▸ **Page excerpt**
# OH 30.05.2015 - Boris Godunov



## Celloman (Sep 30, 2006)

Opera Hour #5:

*Boris Godunov* - Modest Mussorgsky

First performance: 8 February 1874 at the Mariinsky Theatre, St. Petersburg

Synopsis according to Opera Today:

"Boris Godunov, the regent of the young Tsar Fyodor, has arranged the assasination of the Tsar's half-brother and heir Dimitriĭ, in order to seize power. When the Tsar himself dies Boris pretends to decline the crown, but his agents incite the Muscovite crowd to acclaim him as the new Tsar. Though racked with guilt, Boris is crowned. In the monastery of Chudov an old monk Pimen is writing a chronicle of Russia. He tells his novice Grigoriĭ of the history surrounding Boris, and Grigoriĭ resolves to avenge the murdered Dimitriĭ. Leaving the monastery Grigoriĭ claims to be the dead Tsarevich and with two vagabond friars Varlaam and Misail escapes across the border into Lithuania. In his Kremlin rooms Boris learns of the pretender. His councillor Shuĭskiĭ aims to reassure him by recounting the murder of Dimitriĭ but this throws Boris into a state of hallucination.

In Poland, Grigoriĭ's lover Marina dreams of becoming tsarina and her Jesuit confessor Rangoni exhorts her to support the Catholic cause. Marina joins Grigoriĭ in a moonlit rendezvous and she drives him forward with his ambitions.

In the Kromy forest the people are in disordered revolt against Boris but rally behind Grigoriĭ's call to follow him to Moscow. A simpleton is left behind bewailing the fate of the Russian people. The boyars hold an emergency meeting in the council hall in Moscow and Shuĭskiĭ describes the Tsar's unstable mental state, confirmed when Boris enters. Pimen arrives to describe a miraculous cure performed at the tomb of Dimitriĭ, causing the Tsar to collapse. Boris bids farewell to his son, prays for Russia, and dies."

Coronation scene (Prologue)


----------



## AnotherSpin (Apr 9, 2015)

Who might be ever interested in Mordor kingdom stories, even set into decent tunes? Disgusting...


----------



## sospiro (Apr 3, 2010)

I'd never listened to _Boris Godunov_ and didn't know anything about it until a few years ago when I read an interview with a young bass I like and he said it was his ambition to sing the role one day.

So I decided to learn all about Boris so I'd be ready for the day when aforementioned young bass took on the role. So far I have four DVDs and six CDs and intend to expand my collection in due course. I find the whole story of the opera fascinating. All the revisions, Mussorgsky's problems and the decision of Rimsky-Korsakov and Shostakovich to 'improve' on Mussorgsky's orchestration. At first I was incensed that they could be so arrogant as to think they could improve on someone else's ideas and refused to listen to any of these versions. However I'm more relaxed about this now as they're all part of the Boris story.

▸ **Aim of the task**
Write out the Boris Godunov thread word for word, everything from "In Poland, Grigoriĭ's" down to "Coronation scene (Prologue)".

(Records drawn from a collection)

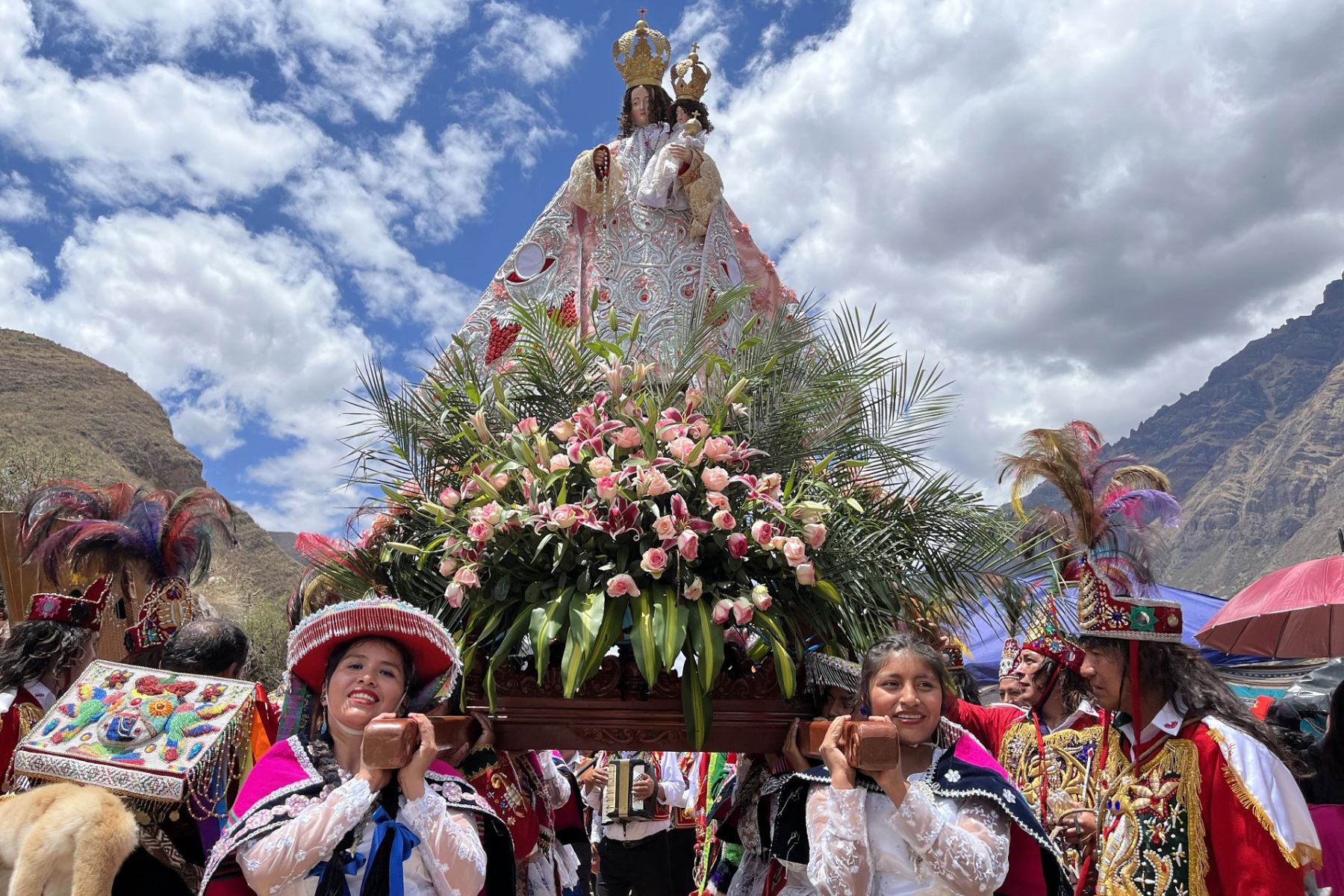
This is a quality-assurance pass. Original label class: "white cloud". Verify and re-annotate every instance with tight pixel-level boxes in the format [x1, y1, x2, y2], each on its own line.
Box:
[0, 211, 373, 529]
[287, 122, 503, 329]
[0, 3, 323, 207]
[61, 0, 469, 121]
[472, 0, 583, 84]
[720, 0, 1344, 491]
[0, 170, 47, 223]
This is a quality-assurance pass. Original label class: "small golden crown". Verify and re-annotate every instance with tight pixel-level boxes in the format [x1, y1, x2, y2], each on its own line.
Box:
[672, 43, 714, 102]
[612, 10, 672, 89]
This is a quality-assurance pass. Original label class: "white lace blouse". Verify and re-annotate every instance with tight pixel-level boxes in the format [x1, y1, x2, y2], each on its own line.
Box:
[238, 778, 485, 896]
[808, 775, 1012, 896]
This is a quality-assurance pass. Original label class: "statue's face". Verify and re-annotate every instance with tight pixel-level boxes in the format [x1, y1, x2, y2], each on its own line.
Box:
[630, 86, 653, 128]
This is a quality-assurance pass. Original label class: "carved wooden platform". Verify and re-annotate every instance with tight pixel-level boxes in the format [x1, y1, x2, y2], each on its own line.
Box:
[465, 656, 812, 752]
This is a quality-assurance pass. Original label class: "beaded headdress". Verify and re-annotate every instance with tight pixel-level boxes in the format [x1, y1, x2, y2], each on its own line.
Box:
[612, 10, 672, 89]
[28, 575, 111, 632]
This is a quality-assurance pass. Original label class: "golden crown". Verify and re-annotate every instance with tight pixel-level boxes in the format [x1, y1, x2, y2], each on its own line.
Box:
[672, 43, 714, 102]
[612, 10, 672, 89]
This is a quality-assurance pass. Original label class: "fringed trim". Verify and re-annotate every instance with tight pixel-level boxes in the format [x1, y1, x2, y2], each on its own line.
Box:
[1208, 727, 1321, 868]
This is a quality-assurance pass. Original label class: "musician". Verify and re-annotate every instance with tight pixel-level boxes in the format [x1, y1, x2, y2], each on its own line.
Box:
[581, 750, 685, 896]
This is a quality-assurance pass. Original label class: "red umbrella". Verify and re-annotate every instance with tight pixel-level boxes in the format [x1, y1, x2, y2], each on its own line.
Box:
[1195, 556, 1344, 659]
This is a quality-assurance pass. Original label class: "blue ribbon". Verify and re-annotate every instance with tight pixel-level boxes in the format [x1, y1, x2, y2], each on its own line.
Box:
[308, 853, 368, 896]
[359, 806, 420, 896]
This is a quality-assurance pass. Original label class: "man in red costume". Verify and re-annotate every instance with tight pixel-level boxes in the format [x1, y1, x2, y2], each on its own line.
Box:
[0, 576, 109, 783]
[1078, 558, 1320, 896]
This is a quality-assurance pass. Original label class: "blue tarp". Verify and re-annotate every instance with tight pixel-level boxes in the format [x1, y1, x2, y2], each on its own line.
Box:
[965, 585, 1247, 685]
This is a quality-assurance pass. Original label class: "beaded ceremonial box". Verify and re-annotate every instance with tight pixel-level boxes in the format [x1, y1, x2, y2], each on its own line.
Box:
[13, 659, 254, 818]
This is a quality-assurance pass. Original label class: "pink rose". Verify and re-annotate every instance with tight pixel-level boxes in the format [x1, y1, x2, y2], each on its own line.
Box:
[700, 466, 729, 491]
[803, 523, 827, 550]
[704, 435, 732, 462]
[606, 572, 640, 598]
[751, 520, 774, 548]
[640, 548, 668, 579]
[551, 504, 579, 529]
[732, 598, 756, 626]
[714, 598, 732, 625]
[595, 476, 620, 501]
[653, 516, 676, 541]
[668, 435, 695, 464]
[474, 501, 504, 525]
[640, 467, 672, 498]
[676, 529, 700, 560]
[612, 426, 644, 449]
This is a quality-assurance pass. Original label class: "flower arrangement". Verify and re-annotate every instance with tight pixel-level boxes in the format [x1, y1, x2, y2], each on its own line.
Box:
[331, 294, 1015, 743]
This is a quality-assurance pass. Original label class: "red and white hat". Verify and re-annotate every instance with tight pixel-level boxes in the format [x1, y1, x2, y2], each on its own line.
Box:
[286, 598, 462, 693]
[28, 575, 111, 632]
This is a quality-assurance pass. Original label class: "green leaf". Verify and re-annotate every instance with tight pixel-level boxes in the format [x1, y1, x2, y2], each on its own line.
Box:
[582, 597, 629, 681]
[528, 588, 574, 684]
[682, 656, 714, 750]
[484, 612, 532, 716]
[561, 591, 606, 697]
[630, 591, 662, 688]
[682, 595, 723, 693]
[812, 579, 841, 607]
[653, 585, 691, 669]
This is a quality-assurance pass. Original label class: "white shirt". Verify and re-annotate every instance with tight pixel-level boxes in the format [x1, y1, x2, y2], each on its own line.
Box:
[583, 750, 685, 841]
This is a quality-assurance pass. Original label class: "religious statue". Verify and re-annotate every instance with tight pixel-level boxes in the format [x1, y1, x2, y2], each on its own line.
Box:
[461, 10, 796, 368]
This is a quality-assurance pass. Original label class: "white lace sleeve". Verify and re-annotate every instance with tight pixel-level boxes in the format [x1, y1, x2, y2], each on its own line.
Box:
[238, 778, 373, 896]
[396, 787, 485, 896]
[891, 783, 1012, 896]
[536, 752, 570, 809]
[808, 785, 872, 896]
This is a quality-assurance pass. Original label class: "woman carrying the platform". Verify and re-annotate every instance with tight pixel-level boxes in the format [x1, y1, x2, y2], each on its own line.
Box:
[205, 598, 514, 896]
[776, 635, 1067, 896]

▸ **Task result**
In Poland, Grigoriĭ's lover Marina dreams of becoming tsarina and her Jesuit confessor Rangoni exhorts her to support the Catholic cause. Marina joins Grigoriĭ in a moonlit rendezvous and she drives him forward with his ambitions.

In the Kromy forest the people are in disordered revolt against Boris but rally behind Grigoriĭ's call to follow him to Moscow. A simpleton is left behind bewailing the fate of the Russian people. The boyars hold an emergency meeting in the council hall in Moscow and Shuĭskiĭ describes the Tsar's unstable mental state, confirmed when Boris enters. Pimen arrives to describe a miraculous cure performed at the tomb of Dimitriĭ, causing the Tsar to collapse. Boris bids farewell to his son, prays for Russia, and dies."

Coronation scene (Prologue)